__Your goal__:
What lines of the data below hold "grass"? Show them.

(Collected data entries)
○ ○ ○ ○

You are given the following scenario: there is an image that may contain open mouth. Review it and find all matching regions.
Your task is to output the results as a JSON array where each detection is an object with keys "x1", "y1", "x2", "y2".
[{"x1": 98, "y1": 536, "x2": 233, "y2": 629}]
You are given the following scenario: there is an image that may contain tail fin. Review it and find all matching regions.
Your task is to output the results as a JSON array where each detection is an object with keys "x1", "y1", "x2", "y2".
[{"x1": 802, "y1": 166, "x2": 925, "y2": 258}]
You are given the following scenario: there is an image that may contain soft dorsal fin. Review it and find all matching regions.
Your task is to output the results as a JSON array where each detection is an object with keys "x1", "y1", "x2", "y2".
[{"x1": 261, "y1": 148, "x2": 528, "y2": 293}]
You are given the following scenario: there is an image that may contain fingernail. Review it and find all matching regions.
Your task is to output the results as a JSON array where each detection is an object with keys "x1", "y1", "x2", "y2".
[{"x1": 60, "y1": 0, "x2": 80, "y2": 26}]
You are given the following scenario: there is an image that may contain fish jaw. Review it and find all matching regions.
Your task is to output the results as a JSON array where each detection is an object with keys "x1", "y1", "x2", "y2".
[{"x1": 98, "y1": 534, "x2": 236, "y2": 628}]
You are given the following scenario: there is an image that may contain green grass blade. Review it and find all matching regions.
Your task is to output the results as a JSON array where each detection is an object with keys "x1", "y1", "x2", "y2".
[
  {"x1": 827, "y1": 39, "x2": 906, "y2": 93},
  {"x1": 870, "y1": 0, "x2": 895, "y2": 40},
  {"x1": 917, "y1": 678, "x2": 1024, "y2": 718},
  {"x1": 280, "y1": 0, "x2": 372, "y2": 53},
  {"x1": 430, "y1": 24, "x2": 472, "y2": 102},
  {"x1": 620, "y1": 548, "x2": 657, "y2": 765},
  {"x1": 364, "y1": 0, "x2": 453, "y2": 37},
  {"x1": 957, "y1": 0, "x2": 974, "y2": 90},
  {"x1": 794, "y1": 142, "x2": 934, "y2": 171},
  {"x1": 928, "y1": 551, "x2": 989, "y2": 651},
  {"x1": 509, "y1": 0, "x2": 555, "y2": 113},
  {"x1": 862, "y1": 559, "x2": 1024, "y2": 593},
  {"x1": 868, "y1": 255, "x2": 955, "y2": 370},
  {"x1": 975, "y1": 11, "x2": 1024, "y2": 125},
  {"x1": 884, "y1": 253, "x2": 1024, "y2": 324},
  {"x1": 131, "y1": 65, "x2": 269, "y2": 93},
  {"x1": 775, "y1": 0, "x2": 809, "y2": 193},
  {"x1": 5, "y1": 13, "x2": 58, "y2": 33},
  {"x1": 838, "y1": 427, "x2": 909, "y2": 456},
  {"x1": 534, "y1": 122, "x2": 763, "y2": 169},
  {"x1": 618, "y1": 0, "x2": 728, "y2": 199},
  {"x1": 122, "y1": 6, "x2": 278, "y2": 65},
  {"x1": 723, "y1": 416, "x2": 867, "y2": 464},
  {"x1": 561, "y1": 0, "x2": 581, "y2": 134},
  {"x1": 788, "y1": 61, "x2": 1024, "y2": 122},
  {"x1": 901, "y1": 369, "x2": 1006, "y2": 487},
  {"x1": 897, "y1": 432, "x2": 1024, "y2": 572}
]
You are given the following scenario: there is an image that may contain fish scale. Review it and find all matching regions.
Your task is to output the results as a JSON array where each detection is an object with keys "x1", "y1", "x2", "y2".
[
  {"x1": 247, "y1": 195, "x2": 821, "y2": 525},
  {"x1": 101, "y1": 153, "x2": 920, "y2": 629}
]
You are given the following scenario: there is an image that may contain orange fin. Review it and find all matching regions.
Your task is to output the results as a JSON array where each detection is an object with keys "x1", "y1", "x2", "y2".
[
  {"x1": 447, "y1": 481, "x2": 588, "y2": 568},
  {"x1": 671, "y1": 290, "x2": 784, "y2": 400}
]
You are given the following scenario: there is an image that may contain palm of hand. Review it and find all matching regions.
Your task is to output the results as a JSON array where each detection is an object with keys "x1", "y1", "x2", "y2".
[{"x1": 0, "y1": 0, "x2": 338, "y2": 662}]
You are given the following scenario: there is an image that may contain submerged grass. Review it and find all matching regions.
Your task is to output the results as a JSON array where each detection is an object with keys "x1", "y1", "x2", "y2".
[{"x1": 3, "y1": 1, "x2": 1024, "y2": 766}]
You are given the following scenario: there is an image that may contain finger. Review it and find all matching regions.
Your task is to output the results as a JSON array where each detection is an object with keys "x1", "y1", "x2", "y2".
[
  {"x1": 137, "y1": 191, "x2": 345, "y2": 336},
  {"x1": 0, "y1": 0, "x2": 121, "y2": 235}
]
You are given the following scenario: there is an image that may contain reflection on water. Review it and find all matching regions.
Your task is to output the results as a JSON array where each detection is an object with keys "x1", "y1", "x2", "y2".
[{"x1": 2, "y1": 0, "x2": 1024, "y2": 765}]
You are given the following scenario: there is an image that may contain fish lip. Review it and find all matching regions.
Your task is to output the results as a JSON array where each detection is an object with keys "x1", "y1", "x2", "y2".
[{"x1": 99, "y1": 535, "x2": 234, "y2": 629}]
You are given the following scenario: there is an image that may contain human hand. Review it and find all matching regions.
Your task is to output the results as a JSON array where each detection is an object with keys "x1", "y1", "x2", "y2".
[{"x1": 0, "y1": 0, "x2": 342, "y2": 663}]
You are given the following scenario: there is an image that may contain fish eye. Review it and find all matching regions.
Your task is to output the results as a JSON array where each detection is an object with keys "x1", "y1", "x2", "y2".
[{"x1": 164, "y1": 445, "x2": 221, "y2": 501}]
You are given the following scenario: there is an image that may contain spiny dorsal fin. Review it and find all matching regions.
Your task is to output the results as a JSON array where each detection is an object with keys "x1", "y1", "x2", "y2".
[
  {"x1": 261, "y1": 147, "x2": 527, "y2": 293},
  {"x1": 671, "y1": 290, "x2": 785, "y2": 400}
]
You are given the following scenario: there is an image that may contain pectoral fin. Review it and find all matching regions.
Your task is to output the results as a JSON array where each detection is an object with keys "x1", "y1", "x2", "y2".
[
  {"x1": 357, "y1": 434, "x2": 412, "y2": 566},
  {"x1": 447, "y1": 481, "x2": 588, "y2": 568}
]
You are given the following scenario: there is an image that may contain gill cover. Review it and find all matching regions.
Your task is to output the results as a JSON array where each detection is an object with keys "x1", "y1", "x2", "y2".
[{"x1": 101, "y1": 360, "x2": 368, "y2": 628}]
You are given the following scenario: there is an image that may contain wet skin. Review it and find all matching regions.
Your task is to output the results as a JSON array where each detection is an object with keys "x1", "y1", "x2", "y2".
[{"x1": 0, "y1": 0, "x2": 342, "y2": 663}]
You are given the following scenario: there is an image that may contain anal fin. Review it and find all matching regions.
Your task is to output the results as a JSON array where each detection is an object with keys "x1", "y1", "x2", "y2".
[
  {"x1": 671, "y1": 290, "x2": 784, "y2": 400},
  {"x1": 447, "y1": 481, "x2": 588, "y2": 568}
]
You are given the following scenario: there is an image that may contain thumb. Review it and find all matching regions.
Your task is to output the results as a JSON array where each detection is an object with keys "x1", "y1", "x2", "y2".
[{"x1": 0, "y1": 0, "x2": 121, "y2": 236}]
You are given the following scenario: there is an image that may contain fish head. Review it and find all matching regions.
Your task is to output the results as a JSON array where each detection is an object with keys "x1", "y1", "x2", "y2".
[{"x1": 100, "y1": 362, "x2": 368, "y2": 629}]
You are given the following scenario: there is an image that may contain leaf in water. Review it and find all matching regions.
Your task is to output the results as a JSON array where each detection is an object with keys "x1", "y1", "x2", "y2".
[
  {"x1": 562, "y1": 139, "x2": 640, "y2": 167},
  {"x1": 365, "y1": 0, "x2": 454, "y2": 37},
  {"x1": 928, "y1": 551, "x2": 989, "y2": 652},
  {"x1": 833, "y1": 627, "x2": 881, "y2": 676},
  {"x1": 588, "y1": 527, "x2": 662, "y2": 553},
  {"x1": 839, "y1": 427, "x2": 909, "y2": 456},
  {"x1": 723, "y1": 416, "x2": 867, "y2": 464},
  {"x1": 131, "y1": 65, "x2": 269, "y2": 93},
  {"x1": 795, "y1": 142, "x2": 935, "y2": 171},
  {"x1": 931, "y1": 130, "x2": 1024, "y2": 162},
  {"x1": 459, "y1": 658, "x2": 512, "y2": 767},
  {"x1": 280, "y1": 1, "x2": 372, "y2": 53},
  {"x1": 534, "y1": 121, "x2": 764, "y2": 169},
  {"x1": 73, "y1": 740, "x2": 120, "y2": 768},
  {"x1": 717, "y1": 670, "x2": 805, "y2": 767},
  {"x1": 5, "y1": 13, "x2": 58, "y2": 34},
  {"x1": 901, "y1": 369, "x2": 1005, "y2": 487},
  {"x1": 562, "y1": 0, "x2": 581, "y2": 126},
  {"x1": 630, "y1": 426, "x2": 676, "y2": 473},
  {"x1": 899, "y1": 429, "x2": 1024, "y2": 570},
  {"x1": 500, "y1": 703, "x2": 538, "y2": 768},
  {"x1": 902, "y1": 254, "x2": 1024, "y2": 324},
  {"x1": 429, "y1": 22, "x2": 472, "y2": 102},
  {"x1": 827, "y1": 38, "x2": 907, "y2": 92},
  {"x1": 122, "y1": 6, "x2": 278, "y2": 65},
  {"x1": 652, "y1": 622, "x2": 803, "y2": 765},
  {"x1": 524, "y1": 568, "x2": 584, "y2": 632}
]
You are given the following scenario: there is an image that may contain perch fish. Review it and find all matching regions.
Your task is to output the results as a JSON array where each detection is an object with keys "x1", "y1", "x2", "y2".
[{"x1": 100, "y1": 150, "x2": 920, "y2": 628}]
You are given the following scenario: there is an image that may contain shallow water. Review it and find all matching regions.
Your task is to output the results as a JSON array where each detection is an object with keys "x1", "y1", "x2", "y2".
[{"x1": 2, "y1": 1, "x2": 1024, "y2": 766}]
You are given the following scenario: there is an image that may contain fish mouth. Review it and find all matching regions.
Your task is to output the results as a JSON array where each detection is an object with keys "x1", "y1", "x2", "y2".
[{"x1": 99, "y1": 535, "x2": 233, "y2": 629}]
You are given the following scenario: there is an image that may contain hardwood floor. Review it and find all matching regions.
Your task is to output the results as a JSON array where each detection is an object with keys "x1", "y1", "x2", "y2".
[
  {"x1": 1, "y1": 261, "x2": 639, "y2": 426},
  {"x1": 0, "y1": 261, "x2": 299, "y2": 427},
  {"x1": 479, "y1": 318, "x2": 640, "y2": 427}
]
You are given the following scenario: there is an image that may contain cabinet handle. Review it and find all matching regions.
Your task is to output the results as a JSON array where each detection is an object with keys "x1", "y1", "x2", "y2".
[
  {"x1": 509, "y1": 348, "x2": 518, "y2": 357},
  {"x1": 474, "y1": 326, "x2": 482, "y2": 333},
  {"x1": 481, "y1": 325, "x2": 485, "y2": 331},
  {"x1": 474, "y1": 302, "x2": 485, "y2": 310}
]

○ ○ ○ ○

__Response below__:
You are given the following scenario: there is an image that may contain green grass blade. Review it and find all matching regions.
You are given the following scenario: there is an image that may contain submerged grass. Review it and find all matching regions.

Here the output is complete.